**Brief**
All of the data must be written out verbatim, with pictures excluded.

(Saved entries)
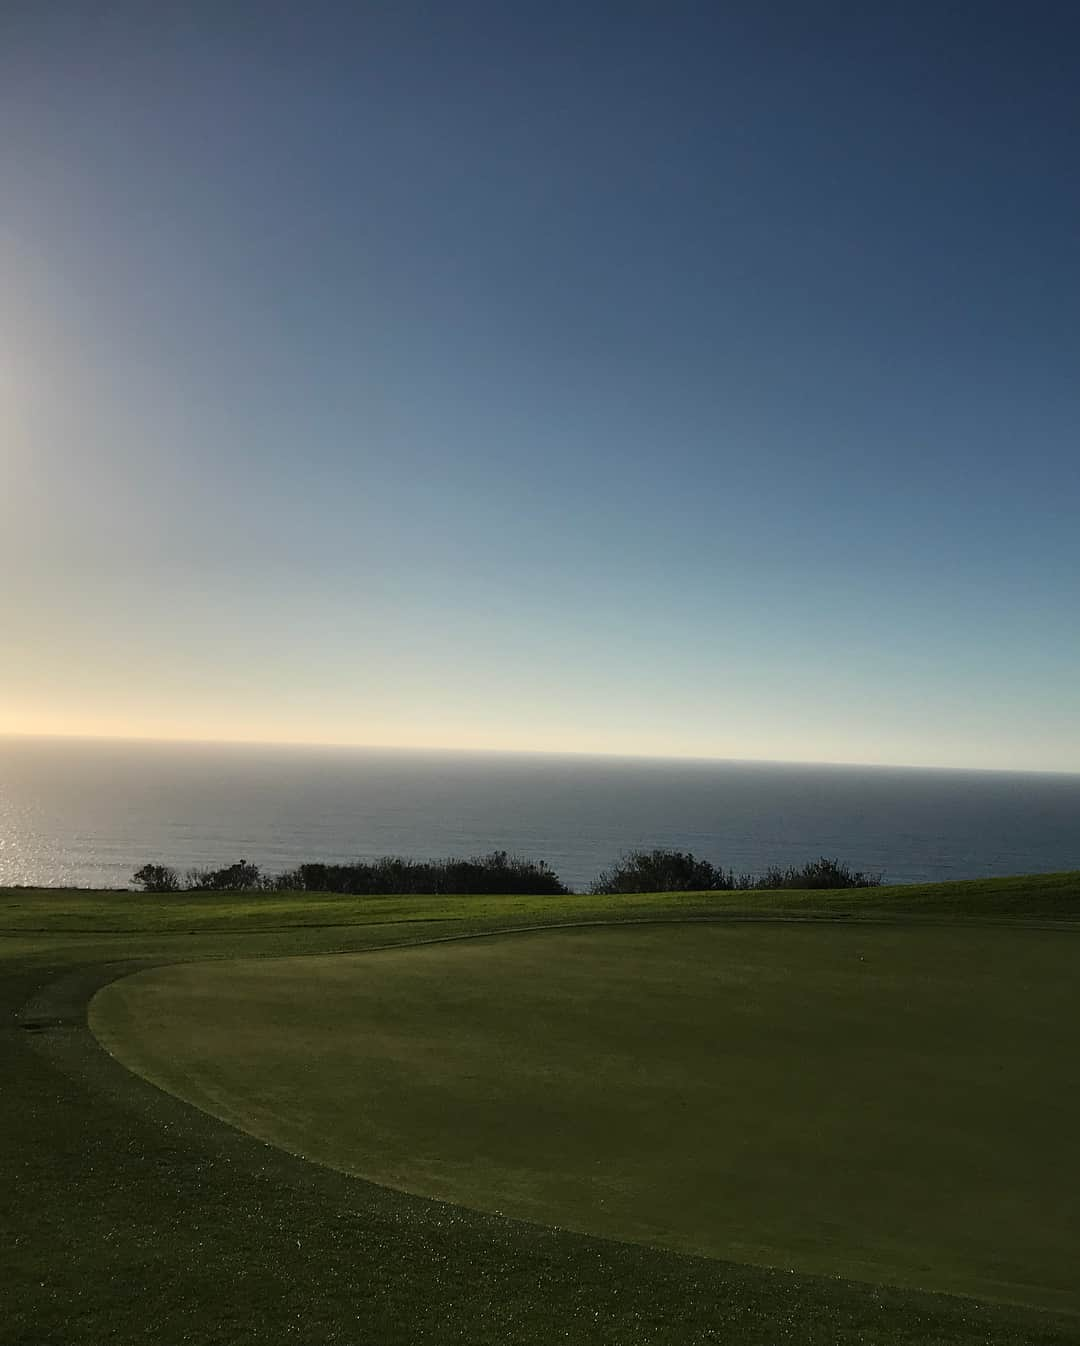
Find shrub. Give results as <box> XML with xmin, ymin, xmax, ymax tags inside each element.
<box><xmin>753</xmin><ymin>857</ymin><xmax>882</xmax><ymax>889</ymax></box>
<box><xmin>590</xmin><ymin>849</ymin><xmax>737</xmax><ymax>895</ymax></box>
<box><xmin>275</xmin><ymin>851</ymin><xmax>568</xmax><ymax>896</ymax></box>
<box><xmin>132</xmin><ymin>852</ymin><xmax>567</xmax><ymax>895</ymax></box>
<box><xmin>131</xmin><ymin>863</ymin><xmax>181</xmax><ymax>893</ymax></box>
<box><xmin>184</xmin><ymin>859</ymin><xmax>263</xmax><ymax>891</ymax></box>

**Output of the task**
Find shrub. Give results as <box> XML with xmin, ymin, xmax, ymax tags inside each element.
<box><xmin>753</xmin><ymin>857</ymin><xmax>882</xmax><ymax>889</ymax></box>
<box><xmin>590</xmin><ymin>849</ymin><xmax>737</xmax><ymax>895</ymax></box>
<box><xmin>275</xmin><ymin>851</ymin><xmax>568</xmax><ymax>896</ymax></box>
<box><xmin>132</xmin><ymin>852</ymin><xmax>567</xmax><ymax>895</ymax></box>
<box><xmin>131</xmin><ymin>863</ymin><xmax>181</xmax><ymax>893</ymax></box>
<box><xmin>184</xmin><ymin>859</ymin><xmax>263</xmax><ymax>891</ymax></box>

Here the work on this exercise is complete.